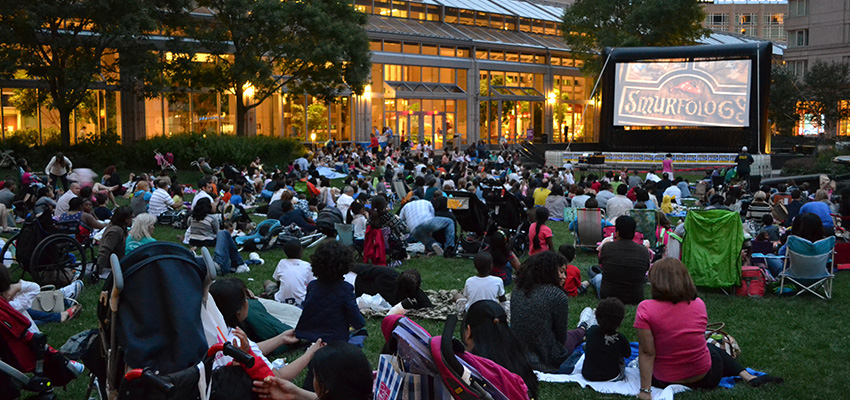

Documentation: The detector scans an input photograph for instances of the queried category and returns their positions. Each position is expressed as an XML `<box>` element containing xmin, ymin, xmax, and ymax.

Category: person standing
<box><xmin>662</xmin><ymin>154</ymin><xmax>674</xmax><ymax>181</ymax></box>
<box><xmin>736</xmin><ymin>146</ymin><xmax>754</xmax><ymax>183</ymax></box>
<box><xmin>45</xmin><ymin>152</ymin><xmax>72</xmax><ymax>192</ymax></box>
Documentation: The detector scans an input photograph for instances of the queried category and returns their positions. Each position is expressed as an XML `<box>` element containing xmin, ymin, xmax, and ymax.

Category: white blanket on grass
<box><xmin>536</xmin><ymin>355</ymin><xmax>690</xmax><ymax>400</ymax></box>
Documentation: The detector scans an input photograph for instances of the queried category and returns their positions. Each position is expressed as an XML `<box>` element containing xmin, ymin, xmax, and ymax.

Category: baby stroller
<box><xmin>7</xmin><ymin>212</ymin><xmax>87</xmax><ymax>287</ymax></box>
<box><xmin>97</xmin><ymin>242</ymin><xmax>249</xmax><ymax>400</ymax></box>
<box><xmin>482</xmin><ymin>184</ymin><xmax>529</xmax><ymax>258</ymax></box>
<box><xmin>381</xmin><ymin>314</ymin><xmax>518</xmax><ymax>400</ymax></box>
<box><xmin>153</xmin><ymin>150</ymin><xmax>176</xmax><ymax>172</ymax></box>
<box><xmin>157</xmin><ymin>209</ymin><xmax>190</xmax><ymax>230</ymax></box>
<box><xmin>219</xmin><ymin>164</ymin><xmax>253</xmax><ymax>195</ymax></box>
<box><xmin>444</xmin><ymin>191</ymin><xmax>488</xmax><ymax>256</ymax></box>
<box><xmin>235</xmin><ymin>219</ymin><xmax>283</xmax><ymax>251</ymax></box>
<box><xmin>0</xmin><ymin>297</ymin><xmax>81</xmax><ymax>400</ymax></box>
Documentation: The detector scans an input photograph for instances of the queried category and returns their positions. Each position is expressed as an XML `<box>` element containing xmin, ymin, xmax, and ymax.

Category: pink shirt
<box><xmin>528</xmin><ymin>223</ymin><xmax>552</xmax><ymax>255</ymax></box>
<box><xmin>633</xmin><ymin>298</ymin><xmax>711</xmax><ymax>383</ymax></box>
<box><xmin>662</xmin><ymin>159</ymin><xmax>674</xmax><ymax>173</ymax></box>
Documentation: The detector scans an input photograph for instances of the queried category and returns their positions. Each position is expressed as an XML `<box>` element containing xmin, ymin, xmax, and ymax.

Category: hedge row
▬▬▬
All of the data above needs to be given again exactly. Leave out each image.

Documentation: The detector scans an input photograph for instances of the queried category and returns their positions. Each position is expressed as an XML `<box>` element containing xmin, ymin, xmax, and ymax.

Category: person standing
<box><xmin>662</xmin><ymin>154</ymin><xmax>674</xmax><ymax>181</ymax></box>
<box><xmin>736</xmin><ymin>146</ymin><xmax>754</xmax><ymax>183</ymax></box>
<box><xmin>45</xmin><ymin>152</ymin><xmax>72</xmax><ymax>192</ymax></box>
Documentation: The detector scans an input photograph for instances of the queried category and returns their positions. Each position is expressed as an XML `<box>` element containing xmin, ymin, xmax, and ymax.

Category: white blanket on grass
<box><xmin>536</xmin><ymin>355</ymin><xmax>690</xmax><ymax>400</ymax></box>
Documentation: The detector scans an input photograph for instances of the queried category and returns their positions. Each position is expressed as an XML `<box>` element containing xmin, ymin, xmax, and ymax.

Category: baby stroller
<box><xmin>7</xmin><ymin>212</ymin><xmax>87</xmax><ymax>287</ymax></box>
<box><xmin>97</xmin><ymin>242</ymin><xmax>249</xmax><ymax>400</ymax></box>
<box><xmin>482</xmin><ymin>184</ymin><xmax>529</xmax><ymax>258</ymax></box>
<box><xmin>381</xmin><ymin>314</ymin><xmax>518</xmax><ymax>400</ymax></box>
<box><xmin>153</xmin><ymin>150</ymin><xmax>176</xmax><ymax>172</ymax></box>
<box><xmin>157</xmin><ymin>209</ymin><xmax>190</xmax><ymax>230</ymax></box>
<box><xmin>219</xmin><ymin>164</ymin><xmax>253</xmax><ymax>195</ymax></box>
<box><xmin>444</xmin><ymin>191</ymin><xmax>488</xmax><ymax>256</ymax></box>
<box><xmin>235</xmin><ymin>219</ymin><xmax>283</xmax><ymax>251</ymax></box>
<box><xmin>0</xmin><ymin>297</ymin><xmax>81</xmax><ymax>400</ymax></box>
Documentation: The detector scans an input photograph for instances of the queried category and returns their positions. Each position is expressed as an XML `<box>` element containing xmin, ymin, xmax, and ymax.

Category: pink shirt
<box><xmin>528</xmin><ymin>223</ymin><xmax>552</xmax><ymax>255</ymax></box>
<box><xmin>633</xmin><ymin>298</ymin><xmax>711</xmax><ymax>383</ymax></box>
<box><xmin>662</xmin><ymin>159</ymin><xmax>674</xmax><ymax>173</ymax></box>
Documentation: The detector scans an input photograph for instances of the queried category and returns their positions. Each position is expressed as an XML `<box>` element containing xmin, ymin, xmax, and ymax.

Category: hedge row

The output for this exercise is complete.